Tag Archive for: Whewell

Happy Birthday, William Whewell (1794-1866)!!

 

William Whewell (1794–1866)

William Whewell (1794–1866)

On this date in 1794, the British natural philosopher, mathematician, all-around polymath (and inventor of the word “scientist”) William Whewell was born. I first heard of Whewell in my first year of graduate school, and it is no exaggeration to say that the event changed my life: it led me to write my two books, and indeed to change course in my scholarship, as well as helping to bring about my dream of writing books that people other than scholars would want to read.

The first time Whewell was mentioned in my presence was in a lecture on philosophy of science. Whewell was then mainly known (if at all) as the foil for the (now) more famous British philosopher J.S. Mill. Whewell and Mill famously disagreed about scientific method. Philosophers of Science would at that time routinely refer to Mill as the “winner” in their debate, the one who better understood how science actually worked, casting it as an argument between an inductive view of science and a non-inductive viewpoint, with Whewell in the role of the non-inductivist. I couldn’t help but wonder why a non-inductivist would write a book called Philosophy of the Inductive Sciences! This led me to an intense study of the two philosophers, which resulted in my first book, Reforming Philosophy: A Victorian Debate on Science and Society. I argued there that, in fact, Whewell was proposing an inductive, evidence-based scientific method, in the tradition of Francis Bacon and Isaac Newton. Mill was changing the meaning of induction by introducing a vision of inductive reasoning that held it impossible to have knowledge of anything unseen, such as the unobserved entities and properties part of any scientific law. Mill was the one who did not understand the way science worked.

Mill was not particularly concerned about scientific method; his massive and mostly misunderstood work, A System of Logic, was written as a political tract. The English author and critic (and father of Virginia Woolf) Leslie Stephen said the book was recognized by students of the time as being a treatise on the Utilitarian moral and political philosophy. In Reforming Philosophy I argued that Mill’s scientific method was meant to counter what he considered to be reactionary political and moral views—such as those he, somewhat unfairly, associated with Whewell. So in that book I examined not only the scientific and logical views of Mill and Whewell, but also their positions on moral philosophy, politics, and economics.

That interdisciplinary approach brought me back to my origins as a student not only of philosophy but of history, and particularly the history of thought. The research for that book also led me to a letter received by Whewell when he was Master of Trinity college–a letter that referred back to the “philosophical breakfasts” held in John Herschel’s rooms.

“Philosophical Breakfasts?” I remember thinking, “with Herschel and Babbage? Now this would make a great book!”
= = = = = = =
## Directives
A. According to the post about William Whewell, which word did Whewell invent?
B. Write the next part of the post about William Whewell, picking up after its final line.
The listing that comes next is from a different source than the William Whewell post.

## Source material
= = = = = = =
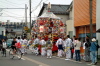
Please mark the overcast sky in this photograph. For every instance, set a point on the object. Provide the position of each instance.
= = = = = = =
## Response list
A. The word "scientist."

B.
A few years later, I finally had the opportunity to write that book, and to write it the way it should be written—in an accessible narrative style. And since the publication of The Philosophical Breakfast Club, I’ve had the opportunity to talk to many people about Whewell and his friends, and the revolution in science they helped bring about. This relationship with Whewell has brought me to a wonderful place in my life. So, for selfish reasons, I celebrate his birthday today.

Happy Birthday William Whewell, b. May 24, 1794

William Whewell was a true polymath, an innovator in numerous fields: crystallography, mathematical economics, tidal research, international “big” science, educational reform, history of science, and philosophy of science. In honor of his birthday, I would like to share this brief excerpt from chapter 10 of The Philosophical Breakfast Club, in which I discuss the inspiration behind one of Whewell’s most important contributions to discussions of scientific method, namely his claim that finding the correct concept to use in bringing together the known facts under a law—as when Kepler used the concept of an ellipse rather than a circle to unify the motions of the planets—is often the most difficult and crucial part of scientific discovery.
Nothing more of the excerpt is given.